[EXERCISE TEXT]

10. The method of any one of claims 7 to 9, wherein said glycine betaine is in partial or total replacement of an inorganic nitrogen source in the hydroponic nutrient solution and wherein said plant productivity is equivalent or superior as compared to a plant cultivated with a nutrient solution comprising an inorganic nitrogen source alone in absence of glycine betaine.

11. The method of claim 10, wherein said amount of inorganic nitrogen source in the hydroponic nutrient solution is reduced by from 0.1 % to 100 % and replaced by an equivalent amount of glycine betaine in terms of nitrogen supplied, optionally wherein said amount of inorganic nitrogen source in the hydroponic solution is reduced by at least about 0.1 %, at least about 0.5 %, at least about 1 %, at least about 2% at least about 3 %, at least about 4 %, at least about 5 %, at least about 6 %, at least about 7 %, at least about 8 %, at least about 9 %, at least about 10 %, at least about 15 %, at least about 20 %, at least about 25 %,at least about 30 %, at least about 35 %, at least about 40 %, at least about 45 %, at least about 50 %, at least about 55 %, at least about 60%, at least about 65 %, at least about 70 %, a t least about 75 %, at least about 80 %, at least about 85 %, at least about 90 %, at least about 95 % or in totality.

[/EXERCISE TEXT]

## EXERCISE:
Continue the patent claims on glycine betaine in hydroponic nutrient solutions, beginning after claim 11.

[EXCERPTED DATA]

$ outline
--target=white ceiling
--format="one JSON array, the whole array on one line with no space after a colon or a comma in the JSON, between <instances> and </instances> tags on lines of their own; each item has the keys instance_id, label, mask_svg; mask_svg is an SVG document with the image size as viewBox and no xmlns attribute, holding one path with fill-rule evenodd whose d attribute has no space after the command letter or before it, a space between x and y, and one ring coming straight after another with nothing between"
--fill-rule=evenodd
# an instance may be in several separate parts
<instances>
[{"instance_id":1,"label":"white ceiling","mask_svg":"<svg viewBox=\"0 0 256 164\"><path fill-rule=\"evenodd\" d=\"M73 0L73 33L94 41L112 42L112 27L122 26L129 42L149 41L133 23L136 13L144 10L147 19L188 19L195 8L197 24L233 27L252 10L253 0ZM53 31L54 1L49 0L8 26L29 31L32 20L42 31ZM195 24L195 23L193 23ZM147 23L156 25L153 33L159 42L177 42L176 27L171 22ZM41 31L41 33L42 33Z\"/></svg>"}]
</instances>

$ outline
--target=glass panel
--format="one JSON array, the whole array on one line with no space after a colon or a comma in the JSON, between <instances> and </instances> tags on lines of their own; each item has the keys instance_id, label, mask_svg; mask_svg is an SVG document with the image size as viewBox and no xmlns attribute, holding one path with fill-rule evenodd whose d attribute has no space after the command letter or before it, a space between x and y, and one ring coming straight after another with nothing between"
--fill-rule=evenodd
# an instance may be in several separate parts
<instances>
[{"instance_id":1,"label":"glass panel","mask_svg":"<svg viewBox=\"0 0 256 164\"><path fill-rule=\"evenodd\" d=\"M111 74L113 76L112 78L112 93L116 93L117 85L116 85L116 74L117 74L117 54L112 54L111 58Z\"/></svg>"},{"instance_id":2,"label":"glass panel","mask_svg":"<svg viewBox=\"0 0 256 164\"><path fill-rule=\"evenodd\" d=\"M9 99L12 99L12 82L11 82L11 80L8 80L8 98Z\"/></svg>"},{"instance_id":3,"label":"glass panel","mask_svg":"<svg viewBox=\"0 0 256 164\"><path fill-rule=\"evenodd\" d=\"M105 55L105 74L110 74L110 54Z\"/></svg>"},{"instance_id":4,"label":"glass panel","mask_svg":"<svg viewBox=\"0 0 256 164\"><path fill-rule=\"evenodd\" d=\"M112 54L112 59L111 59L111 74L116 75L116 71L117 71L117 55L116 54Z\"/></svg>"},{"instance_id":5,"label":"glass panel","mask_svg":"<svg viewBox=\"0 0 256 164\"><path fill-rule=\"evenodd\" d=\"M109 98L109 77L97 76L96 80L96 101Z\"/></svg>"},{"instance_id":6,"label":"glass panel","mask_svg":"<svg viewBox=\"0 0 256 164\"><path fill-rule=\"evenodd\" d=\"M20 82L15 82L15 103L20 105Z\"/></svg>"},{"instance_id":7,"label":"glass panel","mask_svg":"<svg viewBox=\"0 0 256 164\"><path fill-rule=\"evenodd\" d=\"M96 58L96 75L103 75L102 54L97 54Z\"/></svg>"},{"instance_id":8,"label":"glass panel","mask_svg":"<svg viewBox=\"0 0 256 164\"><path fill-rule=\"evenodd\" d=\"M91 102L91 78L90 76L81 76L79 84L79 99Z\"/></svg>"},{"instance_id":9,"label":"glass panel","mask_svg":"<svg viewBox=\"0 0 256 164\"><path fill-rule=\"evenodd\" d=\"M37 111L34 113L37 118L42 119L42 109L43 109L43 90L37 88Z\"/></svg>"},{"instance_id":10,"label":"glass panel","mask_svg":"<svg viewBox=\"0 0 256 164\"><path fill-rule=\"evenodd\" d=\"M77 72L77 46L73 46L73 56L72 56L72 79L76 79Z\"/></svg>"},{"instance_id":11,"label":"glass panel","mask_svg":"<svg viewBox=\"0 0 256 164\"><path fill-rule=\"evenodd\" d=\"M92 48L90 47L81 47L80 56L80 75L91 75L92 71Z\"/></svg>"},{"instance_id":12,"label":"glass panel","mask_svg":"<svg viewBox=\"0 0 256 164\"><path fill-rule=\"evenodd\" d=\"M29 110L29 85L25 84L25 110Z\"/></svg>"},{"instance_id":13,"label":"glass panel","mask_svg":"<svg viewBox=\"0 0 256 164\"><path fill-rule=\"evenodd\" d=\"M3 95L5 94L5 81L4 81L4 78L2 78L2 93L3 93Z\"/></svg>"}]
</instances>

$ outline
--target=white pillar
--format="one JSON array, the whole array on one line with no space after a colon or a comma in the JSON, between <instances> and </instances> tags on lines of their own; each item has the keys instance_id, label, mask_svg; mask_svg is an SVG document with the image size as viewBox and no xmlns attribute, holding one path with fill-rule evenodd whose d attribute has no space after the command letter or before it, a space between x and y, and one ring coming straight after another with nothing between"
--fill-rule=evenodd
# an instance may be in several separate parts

[/EXCERPTED DATA]

## OUTPUT OF THE EXERCISE:
12. The method of any one of claims 7 to 11, wherein said plant productivity is enhanced by at least 0.1%, 0.5%, 1%, 2%, 3%, 4%, 5%, 6%, 7%, 8%, 9%, 10%, 15%, 20%, 25%, 30%, 35%, 40%, 45%, 50%, 55%, 60%, 65%, 70%, 75%, 80%, 85%, or more than 90%
compared to a plant cultivated with a nutrient solution comprising an inorganic nitrogen source alone in absence of glycine betaine.

13. The method of any one of claims 1 to 12, wherein said plant is a leafy vegetable, preferably wherein said plant is an endive or chicory.

14. The method of any one of claims 1 to 13, wherein said glycine betaine is incorporated in the hydroponic nutrient solution during a forcing process.

15. The method of any one of claims 1 to 14, wherein said glycine betaine is incorporated in the hydroponic nutrient solution at a concentration of between 0.75 meq/L
to 20 meq/L (85 mg/L to 2350 mg/L), preferably between 0.75 meq/L to 7 meq/L (85 mg/L to 820 mg/L).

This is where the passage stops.